* _WHAT NEEDS TO BE DONE_:
Your answer must restate each entry below word for word, with no pictures in it.

Natural language region descriptions
———
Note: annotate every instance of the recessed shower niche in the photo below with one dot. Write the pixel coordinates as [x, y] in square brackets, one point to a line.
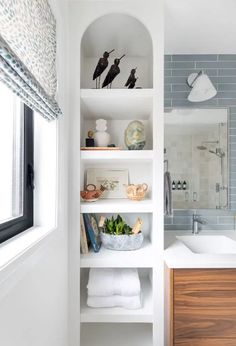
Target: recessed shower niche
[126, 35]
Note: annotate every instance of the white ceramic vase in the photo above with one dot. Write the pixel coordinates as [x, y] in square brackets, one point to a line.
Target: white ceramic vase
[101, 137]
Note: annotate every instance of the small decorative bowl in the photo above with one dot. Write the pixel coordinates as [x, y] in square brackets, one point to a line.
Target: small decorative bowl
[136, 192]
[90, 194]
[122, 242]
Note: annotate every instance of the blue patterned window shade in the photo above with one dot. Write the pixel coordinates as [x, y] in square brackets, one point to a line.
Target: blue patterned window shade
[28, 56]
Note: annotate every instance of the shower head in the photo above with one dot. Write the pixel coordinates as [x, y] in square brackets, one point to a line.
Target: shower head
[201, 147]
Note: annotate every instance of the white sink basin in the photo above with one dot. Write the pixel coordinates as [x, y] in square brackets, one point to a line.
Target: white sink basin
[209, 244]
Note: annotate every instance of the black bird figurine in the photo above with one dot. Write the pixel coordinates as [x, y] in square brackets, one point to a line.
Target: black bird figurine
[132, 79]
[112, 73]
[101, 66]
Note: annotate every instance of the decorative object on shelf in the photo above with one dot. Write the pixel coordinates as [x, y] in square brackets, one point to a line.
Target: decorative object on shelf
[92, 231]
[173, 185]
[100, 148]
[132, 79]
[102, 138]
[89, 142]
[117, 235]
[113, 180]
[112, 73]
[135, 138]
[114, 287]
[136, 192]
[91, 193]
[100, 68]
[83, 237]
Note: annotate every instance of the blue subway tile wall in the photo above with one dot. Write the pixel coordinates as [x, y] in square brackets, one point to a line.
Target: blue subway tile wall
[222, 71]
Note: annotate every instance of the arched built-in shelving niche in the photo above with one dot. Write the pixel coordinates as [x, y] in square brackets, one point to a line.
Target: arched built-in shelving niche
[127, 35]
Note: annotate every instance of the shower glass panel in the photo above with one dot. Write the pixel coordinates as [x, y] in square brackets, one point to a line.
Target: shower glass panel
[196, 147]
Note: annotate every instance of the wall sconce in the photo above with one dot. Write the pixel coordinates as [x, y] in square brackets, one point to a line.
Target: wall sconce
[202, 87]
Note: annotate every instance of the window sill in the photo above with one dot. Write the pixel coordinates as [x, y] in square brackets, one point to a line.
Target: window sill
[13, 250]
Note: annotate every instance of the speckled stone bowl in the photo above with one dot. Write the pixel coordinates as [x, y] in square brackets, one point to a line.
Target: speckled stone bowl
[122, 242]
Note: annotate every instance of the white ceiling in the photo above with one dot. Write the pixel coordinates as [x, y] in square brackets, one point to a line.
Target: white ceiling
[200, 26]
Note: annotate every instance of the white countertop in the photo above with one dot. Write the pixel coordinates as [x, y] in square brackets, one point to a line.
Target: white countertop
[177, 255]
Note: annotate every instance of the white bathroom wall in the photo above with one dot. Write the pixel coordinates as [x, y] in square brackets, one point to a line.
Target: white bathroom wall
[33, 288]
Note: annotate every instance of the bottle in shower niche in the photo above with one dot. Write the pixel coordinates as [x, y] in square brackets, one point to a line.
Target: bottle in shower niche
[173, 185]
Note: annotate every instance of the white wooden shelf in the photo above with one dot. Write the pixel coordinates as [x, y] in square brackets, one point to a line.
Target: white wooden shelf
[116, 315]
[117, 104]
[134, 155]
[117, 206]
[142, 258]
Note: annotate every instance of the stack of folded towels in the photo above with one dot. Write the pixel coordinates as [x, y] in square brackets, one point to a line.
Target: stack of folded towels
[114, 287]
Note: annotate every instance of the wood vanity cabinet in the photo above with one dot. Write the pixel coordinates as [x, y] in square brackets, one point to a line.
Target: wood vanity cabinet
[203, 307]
———
* _REPLY TO THE TASK_:
Note: annotate every instance of the recessed shower niche in the photo below with one dot. Write the pixel coordinates as [x, y] in square brackets, one point to a line.
Target: recessed shower niche
[126, 35]
Note: annotate every instance of the white ceramic vase in the photo above with one dot. Write the pixel coordinates as [x, y] in square brackets, one point to a line.
Target: white ceramic vase
[101, 137]
Note: annotate every instance of the small decorative bowl in the photo above with one dot. Write the pixel coordinates as [x, y] in square brackets, one point to a line.
Target: small decorative bowl
[136, 192]
[90, 194]
[122, 242]
Note: annotate every instance of the blue patterned window shade in the photo above with one dot. Write the pixel coordinates as [x, y] in square brackets, one point to a line.
Target: blue patterned window shade
[28, 56]
Note: annotate every instance of the shower head in the photo above with one dot. Write the pixel coordinates as [x, y] in square brackets, one point to a line.
Target: shower head
[201, 147]
Note: annotate every instance of the white sink basin in the photo above with one dot. Write the pixel coordinates as [x, y] in square brackets, one point to a line.
Target: white sink basin
[209, 244]
Note: annotate every instance of the black bird figurine in the photo above with one dot. Write the pixel coordinates as [x, y] in square brackets, one point to a line.
Target: black bird figurine
[132, 79]
[112, 73]
[101, 66]
Note: annotate every instance of the decorative object on shelf in the photo above with one dot. Write the pixel coordinates as [x, y] in square brackets, one point to a line.
Target: decorative object on shelf
[92, 231]
[173, 185]
[100, 148]
[132, 79]
[102, 138]
[89, 142]
[117, 235]
[113, 180]
[112, 73]
[135, 138]
[114, 287]
[136, 192]
[91, 193]
[100, 68]
[83, 237]
Note: annotate every instance of the blue subway tile wall in the photo above with one dot. Write the pixel coordinates as [x, y] in square brackets, one point to a line.
Target: blue subway tile wall
[222, 71]
Note: annotate every instance of the arched built-in shelving niche in the photo above with one dot. Write the pixel coordinates as [x, y] in square brackets, one point to a line.
Target: arched built-in shelving niche
[127, 35]
Note: annotate every instance of the shower glass panel in the photo above with one dot. Write the pixel coordinates as [x, y] in square brackets, one point to a line.
Target: shower glass panel
[196, 147]
Note: annotate every instance of the wall sconce in the photo above with one dot. Write the pixel coordinates as [x, y] in square brackets, one point to a line.
Target: wall sconce
[202, 87]
Note: annotate every instance of the window sill in the photo above with one dot. Write the pixel coordinates as [x, y] in square brackets, one point to a line.
Target: window sill
[13, 250]
Note: annotate every instance of the speckled stone bowl in the photo above with one dot. Write the pixel coordinates as [x, y] in square brackets, one point to a line.
Target: speckled stone bowl
[122, 242]
Note: annotate every instance of the white ceiling in the photo above with one dot. Write the pixel coordinates as [x, y] in square brackets, one point to a line.
Target: white ceiling
[200, 26]
Note: annotate every instance of the white countertop in the photo above with one dot. Write the pixel coordinates as [x, y] in square brackets, one point to a line.
Target: white countertop
[177, 255]
Note: annotate every instance of the white bathroom wall in the photo above with one dot. Write the pixel coordinates as [x, y] in square brackets, one point to a line.
Target: white bathroom wall
[33, 288]
Note: annotate every instance of the bottle in shower niche in the photo above with one dot. Write the pixel coordinates as [x, y] in square brackets, one point to a line.
Target: bottle in shower niche
[173, 185]
Note: annotate every instance of the white wooden shelf in the photo above with one dot. Write the pixel coordinates as [x, y] in square brackets, one point to a line.
Target: white wooden shelf
[116, 315]
[117, 104]
[134, 155]
[117, 206]
[142, 258]
Note: annotate every instance of the stack of folded towels in the photo above with one dot. Write the pixel coordinates as [x, y] in square brackets, one point to a line.
Target: stack of folded towels
[114, 287]
Note: annotate every instance of the wood vanity cabinet in the photo above with one dot. Write the pixel coordinates as [x, y] in square brackets, one point to a line.
Target: wood vanity cabinet
[203, 307]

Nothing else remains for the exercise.